- [TASKS TO COMPLETE]
1) Reproduce the passage from the Japan–China island dispute post word for word, starting at "Geopolitics for the" and ending at "Asia’s two giants.".
2) Pick out each line of the listing that contains the word "blurred", and copy those lines.

** START PASSAGE GIVEN **

24 September 2012

Geopolitics for the day

Martin Fackler and Ian Johnson have an article in The New York Times about troubles in distant waters:
In the fishing harbor at Ishigaki, Japan has increased the number of sleek, white Coast Guard cutters to fend off the Chinese patrol boats that have stepped up their challenge of Japan’s control of disputed nearby islands, one sign of a smoldering conflict that has threatened relations between Asia’s two giants.
But even here in Ishigaki, at the southern edge of Japan closest to the contested territory, many fear that the heated showdown may scare off other, more welcome Chinese visitors: tourists who sustain the town’s resort-based economy.
The conflicted feelings are emblematic of the quandary both nations face as they once again clash over sovereignty of the uninhabited islands in the East China Sea known as Senkaku in Japan and Diaoyu in China. Neither nation can afford to appear to back down over territorial claims that speak volumes about the countries’ often tortured history since Japan’s brutal invasion of China. But they also cannot ignore their more modern history, in which businesses have brushed past political wariness to build a web of ties in trade and investment that are critical to both economies’ well-being.

** END PASSAGE GIVEN **
** START INPUT ROWS **

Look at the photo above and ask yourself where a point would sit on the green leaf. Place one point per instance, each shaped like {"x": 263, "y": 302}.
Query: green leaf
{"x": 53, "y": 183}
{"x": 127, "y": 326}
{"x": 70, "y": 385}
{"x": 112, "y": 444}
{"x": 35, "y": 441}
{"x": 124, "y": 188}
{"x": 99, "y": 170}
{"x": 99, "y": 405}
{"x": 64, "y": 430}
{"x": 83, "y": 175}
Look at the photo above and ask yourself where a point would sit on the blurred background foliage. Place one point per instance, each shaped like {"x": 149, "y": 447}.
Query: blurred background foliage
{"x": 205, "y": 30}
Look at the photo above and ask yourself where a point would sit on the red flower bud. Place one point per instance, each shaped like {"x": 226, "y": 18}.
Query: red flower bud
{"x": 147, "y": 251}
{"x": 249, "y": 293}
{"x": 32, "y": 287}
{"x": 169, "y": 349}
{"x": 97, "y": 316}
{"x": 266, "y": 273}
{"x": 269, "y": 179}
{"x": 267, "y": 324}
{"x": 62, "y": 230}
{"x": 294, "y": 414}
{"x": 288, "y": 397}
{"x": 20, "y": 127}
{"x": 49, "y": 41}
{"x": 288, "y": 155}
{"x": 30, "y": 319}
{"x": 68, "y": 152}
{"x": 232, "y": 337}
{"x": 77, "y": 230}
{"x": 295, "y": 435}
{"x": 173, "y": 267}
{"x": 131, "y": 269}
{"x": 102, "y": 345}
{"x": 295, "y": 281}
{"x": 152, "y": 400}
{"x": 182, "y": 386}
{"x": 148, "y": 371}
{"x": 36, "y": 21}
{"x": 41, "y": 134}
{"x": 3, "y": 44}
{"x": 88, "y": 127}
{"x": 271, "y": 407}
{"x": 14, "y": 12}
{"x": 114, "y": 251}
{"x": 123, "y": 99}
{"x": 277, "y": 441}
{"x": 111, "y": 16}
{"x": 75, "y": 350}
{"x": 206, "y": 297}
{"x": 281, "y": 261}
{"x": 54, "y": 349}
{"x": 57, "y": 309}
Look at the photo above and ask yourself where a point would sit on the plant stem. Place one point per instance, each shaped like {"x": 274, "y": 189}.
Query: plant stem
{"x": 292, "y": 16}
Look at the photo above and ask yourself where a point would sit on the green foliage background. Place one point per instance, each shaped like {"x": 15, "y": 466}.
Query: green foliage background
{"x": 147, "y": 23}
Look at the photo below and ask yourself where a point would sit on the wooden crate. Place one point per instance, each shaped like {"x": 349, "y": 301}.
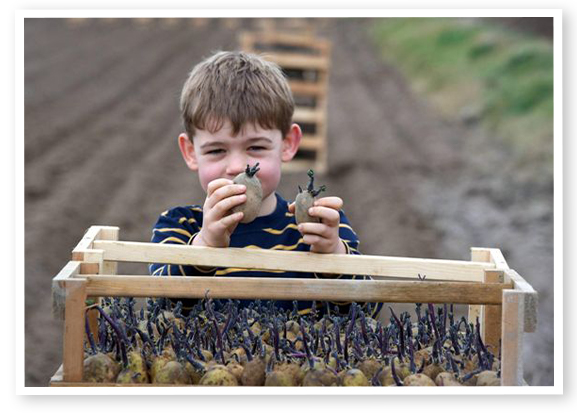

** END INPUT ROWS **

- [OUTPUTS IN ORDER]
1)
Geopolitics for the day

Martin Fackler and Ian Johnson have an article in The New York Times about troubles in distant waters:
In the fishing harbor at Ishigaki, Japan has increased the number of sleek, white Coast Guard cutters to fend off the Chinese patrol boats that have stepped up their challenge of Japan’s control of disputed nearby islands, one sign of a smoldering conflict that has threatened relations between Asia’s two giants.

2)
Look at the photo above and ask yourself where a point would sit on the blurred background foliage. Place one point per instance, each shaped like {"x": 149, "y": 447}.
Query: blurred background foliage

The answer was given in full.